━━ AVAILABLE DATA
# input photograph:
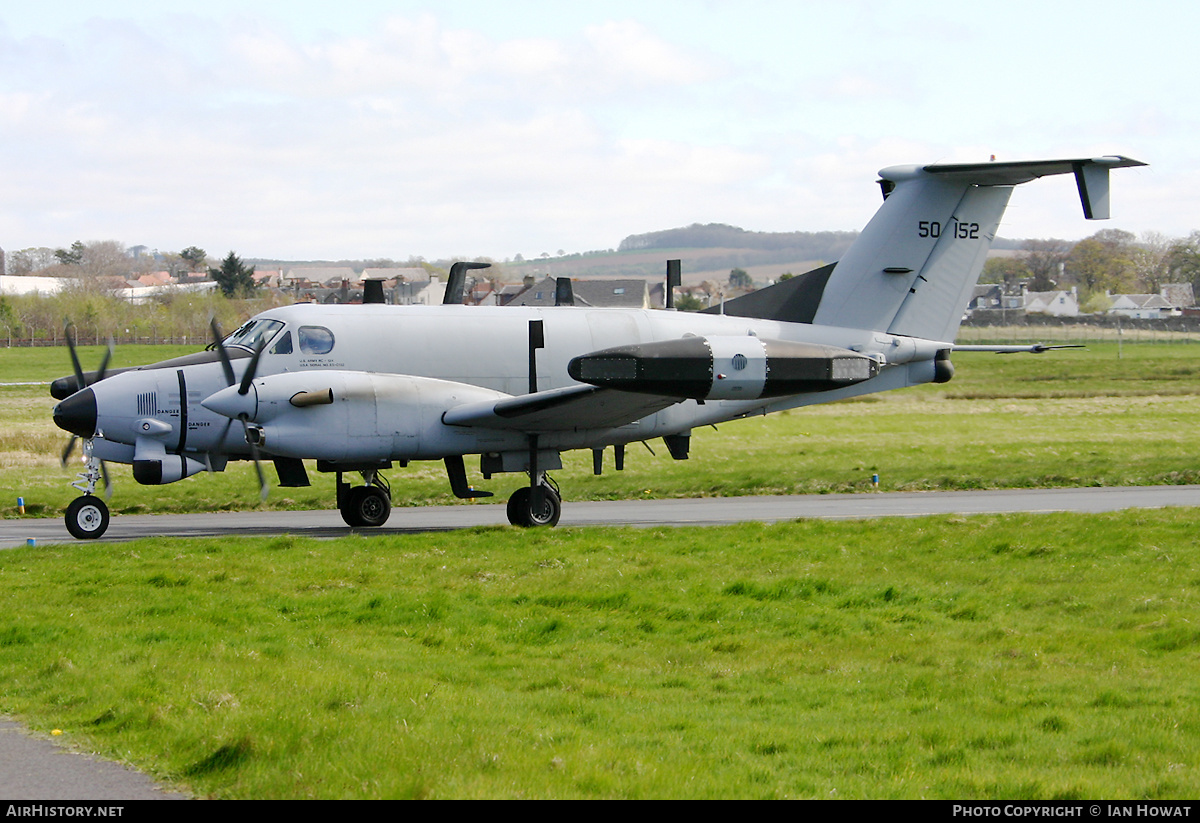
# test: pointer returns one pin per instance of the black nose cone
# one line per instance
(77, 413)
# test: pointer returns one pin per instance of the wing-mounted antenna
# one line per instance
(372, 289)
(673, 278)
(564, 293)
(457, 280)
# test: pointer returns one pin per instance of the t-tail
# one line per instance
(913, 268)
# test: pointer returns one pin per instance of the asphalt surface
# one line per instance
(701, 511)
(41, 770)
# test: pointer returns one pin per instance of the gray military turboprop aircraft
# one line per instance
(358, 388)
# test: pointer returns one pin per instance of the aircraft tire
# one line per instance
(87, 517)
(366, 505)
(521, 511)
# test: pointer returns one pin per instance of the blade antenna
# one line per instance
(69, 334)
(217, 342)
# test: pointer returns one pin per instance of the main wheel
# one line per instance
(522, 512)
(87, 517)
(366, 505)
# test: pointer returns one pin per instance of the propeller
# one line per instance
(243, 389)
(82, 383)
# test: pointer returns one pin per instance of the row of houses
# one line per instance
(1173, 300)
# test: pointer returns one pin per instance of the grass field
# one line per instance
(1075, 416)
(995, 656)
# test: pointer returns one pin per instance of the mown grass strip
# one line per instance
(1014, 656)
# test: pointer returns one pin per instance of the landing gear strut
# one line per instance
(535, 505)
(365, 505)
(88, 516)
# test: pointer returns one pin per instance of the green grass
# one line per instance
(1069, 418)
(995, 656)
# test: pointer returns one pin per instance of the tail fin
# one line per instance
(912, 269)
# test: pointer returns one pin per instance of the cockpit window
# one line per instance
(316, 340)
(283, 344)
(255, 334)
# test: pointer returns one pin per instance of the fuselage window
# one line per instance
(316, 340)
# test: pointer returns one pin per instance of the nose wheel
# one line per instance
(87, 517)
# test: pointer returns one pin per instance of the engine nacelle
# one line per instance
(151, 463)
(723, 367)
(346, 416)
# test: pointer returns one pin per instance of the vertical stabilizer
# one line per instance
(913, 268)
━━━━
* TASK GOAL
Write every record out again exactly; no pictures belong in the copy.

* FINAL ANSWER
# input photograph:
# test: pointer returns one pin per instance of the black nose cone
# one line per instance
(77, 413)
# test: pointer returns one pin per instance of the wing-mounted antenna
# one line per instance
(372, 289)
(673, 278)
(564, 293)
(457, 280)
# test: pointer returns one pin per instance of the t-tail
# one line per instance
(913, 268)
# test: pointer returns one pin per instance of the asphalt surface
# one line per instance
(701, 511)
(41, 770)
# test: pointer returns one pin per instance of the gray military turboprop aircraft
# one line per instance
(358, 388)
# test: pointer returns one pin per instance of the aircraft tire
# one line per instance
(87, 517)
(366, 505)
(521, 511)
# test: pointer returns one pin per instance of the blade antenna
# one line per instance
(69, 334)
(217, 342)
# test: pointer returns one pin per instance of the main wheel
# one line per instance
(522, 512)
(87, 517)
(366, 505)
# test: pointer returns one pin per instance of the propeller
# one line per instance
(243, 389)
(82, 383)
# test: pointer returns one pin per instance of the row of houses
# one line per instance
(1173, 300)
# test: pointer returns one pin per instance of the grass field
# one line per instance
(1075, 416)
(995, 656)
# test: pointer returns one pin per instance of the mown grass strip
# one line per instance
(1014, 656)
# test: pointer returns one pin per instance of the landing gear strut
# one line per instance
(535, 505)
(365, 505)
(88, 516)
# test: pointer returns one pin per instance of the green grass
# one line per instance
(1069, 418)
(995, 656)
# test: pointer returns one pin per instance of the tail fin
# one line per instance
(912, 269)
# test: pointer returns one pin per instance of the cockpit window
# one line per instance
(316, 340)
(283, 344)
(255, 334)
# test: pointer returns one pin per instance of the fuselage window
# one line per instance
(316, 340)
# test: pointer returns one pin per instance of the nose wheel
# one line per instance
(87, 517)
# test: pointer returns one pin per instance of the engine nacelle
# one line per instance
(151, 463)
(723, 367)
(346, 416)
# test: pointer returns one pin per instance of the vertical stabilizer
# one line per instance
(913, 268)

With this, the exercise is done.